Your objective: What follows is a set of entries; retype all of them exactly.

Dataset entries:
┄┄┄┄┄┄

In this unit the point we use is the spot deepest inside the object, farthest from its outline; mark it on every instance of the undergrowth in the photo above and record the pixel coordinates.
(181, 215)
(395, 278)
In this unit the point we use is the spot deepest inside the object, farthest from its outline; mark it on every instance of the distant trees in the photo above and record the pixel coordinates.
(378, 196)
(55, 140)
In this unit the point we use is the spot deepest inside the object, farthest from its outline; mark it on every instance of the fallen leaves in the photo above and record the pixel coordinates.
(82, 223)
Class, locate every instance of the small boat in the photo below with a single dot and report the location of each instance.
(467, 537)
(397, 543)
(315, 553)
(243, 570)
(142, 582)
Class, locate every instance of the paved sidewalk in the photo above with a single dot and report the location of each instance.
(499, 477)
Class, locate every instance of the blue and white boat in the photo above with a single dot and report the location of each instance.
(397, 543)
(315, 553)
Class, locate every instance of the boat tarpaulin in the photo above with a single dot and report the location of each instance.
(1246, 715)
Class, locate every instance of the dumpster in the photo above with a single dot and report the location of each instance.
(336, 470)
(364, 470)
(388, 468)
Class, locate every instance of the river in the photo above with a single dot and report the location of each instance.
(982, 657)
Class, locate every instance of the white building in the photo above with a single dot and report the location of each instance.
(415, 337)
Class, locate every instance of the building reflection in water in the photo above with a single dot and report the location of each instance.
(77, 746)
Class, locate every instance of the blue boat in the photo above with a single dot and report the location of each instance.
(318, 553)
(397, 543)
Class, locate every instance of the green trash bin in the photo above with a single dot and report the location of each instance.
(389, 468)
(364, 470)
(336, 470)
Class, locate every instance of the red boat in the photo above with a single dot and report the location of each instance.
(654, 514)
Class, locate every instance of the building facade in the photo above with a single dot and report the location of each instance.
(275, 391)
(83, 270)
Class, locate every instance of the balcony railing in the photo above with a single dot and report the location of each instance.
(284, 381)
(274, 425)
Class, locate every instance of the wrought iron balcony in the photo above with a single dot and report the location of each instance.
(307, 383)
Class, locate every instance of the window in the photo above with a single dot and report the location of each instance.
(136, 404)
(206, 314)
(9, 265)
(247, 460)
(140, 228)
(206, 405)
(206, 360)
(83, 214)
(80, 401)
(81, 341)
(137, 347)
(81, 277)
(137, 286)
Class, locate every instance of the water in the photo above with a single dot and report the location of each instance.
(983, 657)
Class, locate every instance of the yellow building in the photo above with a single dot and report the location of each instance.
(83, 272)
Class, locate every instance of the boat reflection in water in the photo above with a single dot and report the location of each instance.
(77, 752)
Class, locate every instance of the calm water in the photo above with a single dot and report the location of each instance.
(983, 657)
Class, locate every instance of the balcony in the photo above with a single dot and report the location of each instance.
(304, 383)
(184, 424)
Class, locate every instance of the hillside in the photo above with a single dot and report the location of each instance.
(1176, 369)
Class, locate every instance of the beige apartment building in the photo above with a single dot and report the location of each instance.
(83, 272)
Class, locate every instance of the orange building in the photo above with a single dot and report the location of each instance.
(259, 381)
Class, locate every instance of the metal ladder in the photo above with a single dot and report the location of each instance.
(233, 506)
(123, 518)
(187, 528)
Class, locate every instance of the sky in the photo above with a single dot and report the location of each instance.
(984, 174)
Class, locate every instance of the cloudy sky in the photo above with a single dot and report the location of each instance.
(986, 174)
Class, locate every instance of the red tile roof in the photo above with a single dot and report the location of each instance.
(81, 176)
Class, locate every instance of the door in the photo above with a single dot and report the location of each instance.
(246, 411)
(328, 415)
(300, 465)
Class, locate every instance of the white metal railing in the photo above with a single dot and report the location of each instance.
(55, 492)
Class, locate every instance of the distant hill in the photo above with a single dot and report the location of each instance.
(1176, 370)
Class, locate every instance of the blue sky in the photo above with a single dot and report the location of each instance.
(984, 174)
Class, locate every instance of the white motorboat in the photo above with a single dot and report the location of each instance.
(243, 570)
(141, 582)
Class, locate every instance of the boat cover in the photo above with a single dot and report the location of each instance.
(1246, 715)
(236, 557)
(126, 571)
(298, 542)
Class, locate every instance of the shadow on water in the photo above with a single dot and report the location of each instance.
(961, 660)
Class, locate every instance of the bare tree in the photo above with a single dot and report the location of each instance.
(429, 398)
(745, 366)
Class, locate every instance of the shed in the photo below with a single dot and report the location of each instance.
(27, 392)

┄┄┄┄┄┄

Solution to this task:
In this unit the point we use is the spot deepest inside the object, farthest from its outline; mark it on every instance of the undergrowth in the photo above and record the pixel coordinates.
(181, 215)
(395, 278)
In this unit the point we use is the spot deepest inside the object, farthest from its outline; mark it on every instance of the distant trees in the photo above and record the pixel coordinates.
(378, 196)
(55, 140)
In this unit the point we use is the spot deepest inside the object, farthest from its outline; mark it on every instance of the fallen leaves in the photo above and record the pixel coordinates.
(82, 223)
Class, locate every instance of the small boat in the photo below with a single dot and report the location of each instance.
(467, 537)
(397, 543)
(315, 553)
(243, 570)
(142, 582)
Class, locate every instance of the paved sidewalk in the photo above with a single dot and report the location of each instance.
(499, 477)
Class, locate every instance of the blue and white boat in the photo above with a single dot and report the location of each instance.
(397, 543)
(315, 553)
Class, locate every instance of the boat tarpaulin in the photo above with a single dot and report the location of each instance.
(1246, 715)
Class, locate every instance of the dumpster in the photo above with a single dot and report the location of each instance.
(336, 470)
(364, 470)
(388, 468)
Class, locate every instance of the river in the photo above with a single dot and report the location of each instance.
(982, 657)
Class, locate every instance of the white building in the photo above with a single dot and report the location of each instance.
(415, 337)
Class, locate every instance of the building reflection in water in the photo above with a single dot and report the location of each instance.
(77, 746)
Class, locate every instance of the blue boat in the photo above with a single dot and report the location of each instance.
(318, 553)
(397, 543)
Class, locate every instance of the green trash bin in the photo above with a single dot and report the location of each instance.
(389, 468)
(364, 470)
(336, 470)
Class, locate every instance of the red boat in the photo above with a single dot and report the location of each instance.
(654, 514)
Class, locate every instance of the building facade in the photo above with a single dot and report the location of each instance.
(275, 391)
(83, 270)
Class, locate every instance of the balcony railing in the photo above with a single dot and report the location of each instance.
(284, 381)
(274, 425)
Class, locate every instance of the wrought iron balcony in the photo above with a single dot and report the location of each instance.
(307, 383)
Class, locate every instance of the window in the photo above with a single dot and report the location of each instance.
(136, 404)
(206, 314)
(9, 265)
(247, 460)
(140, 228)
(206, 405)
(206, 360)
(83, 214)
(80, 401)
(81, 341)
(137, 347)
(81, 277)
(137, 286)
Class, locate every instance of the water in the photo above with a single dot and report the location of each instance.
(983, 657)
Class, locate every instance of the yellow building in the photo above with a single dot and report the location of each instance.
(83, 272)
Class, locate every instance of the boat reflection in water in the photo above with a single dot and report the location of each instance.
(77, 752)
Class, locate every instance of the calm water in the photo above with a single dot and report the location of each instance.
(983, 657)
Class, locate every instance of the balcony in the photo above with a single dot and report the location of each instance.
(304, 383)
(184, 424)
Class, locate every instance of the hillside in the photo above with a single dot and report the location of each instance.
(1176, 369)
Class, locate every instance of the beige apartment building in the photo above with a single dot and report the location of each instance.
(83, 272)
Class, locate every instance of the orange building in the photo above with a single dot and report the location of each instance.
(259, 381)
Class, locate every instance of the metal ladder in the photo above with a single dot and report the location of each instance.
(233, 506)
(123, 518)
(187, 528)
Class, locate every instance of the sky in the photo above with a single dot and report the location of each instance.
(984, 174)
Class, locate every instance of the cloudy sky in the photo above with a single dot and report the location of each instance.
(986, 174)
Class, locate every instance of the red tile roof in the photo above with a single dot and report the location of each instance.
(81, 176)
Class, locate every instance of the door in the photo above with a single dot and report the location of each instance.
(246, 411)
(328, 415)
(300, 465)
Class, locate every instance of the white metal railing in the photo above with a single dot and report the location of each instance.
(55, 492)
Class, locate every instance of the distant hill in the photo above with a single dot and report the location of each instance.
(1176, 370)
Class, locate every instance of the blue sky in the photo above with a single dot and report the location of each instance.
(984, 174)
Class, locate every instance of the white motorboat in the photo above with a single dot and report the location of each instance.
(243, 570)
(141, 582)
Class, locate every instance of the boat cover in the photo above with a single dot and report the location of each instance.
(1246, 715)
(236, 557)
(126, 571)
(298, 542)
Class, locate every instance of the shadow on water in the photo above with a single dot and report the location of each instance.
(961, 660)
Class, locate every instance of the bare tree in the photo above with a single dot and report the location of each instance.
(429, 398)
(745, 366)
Class, locate every instance of the shed in the photo below with a single dot and report the location of each instance.
(27, 392)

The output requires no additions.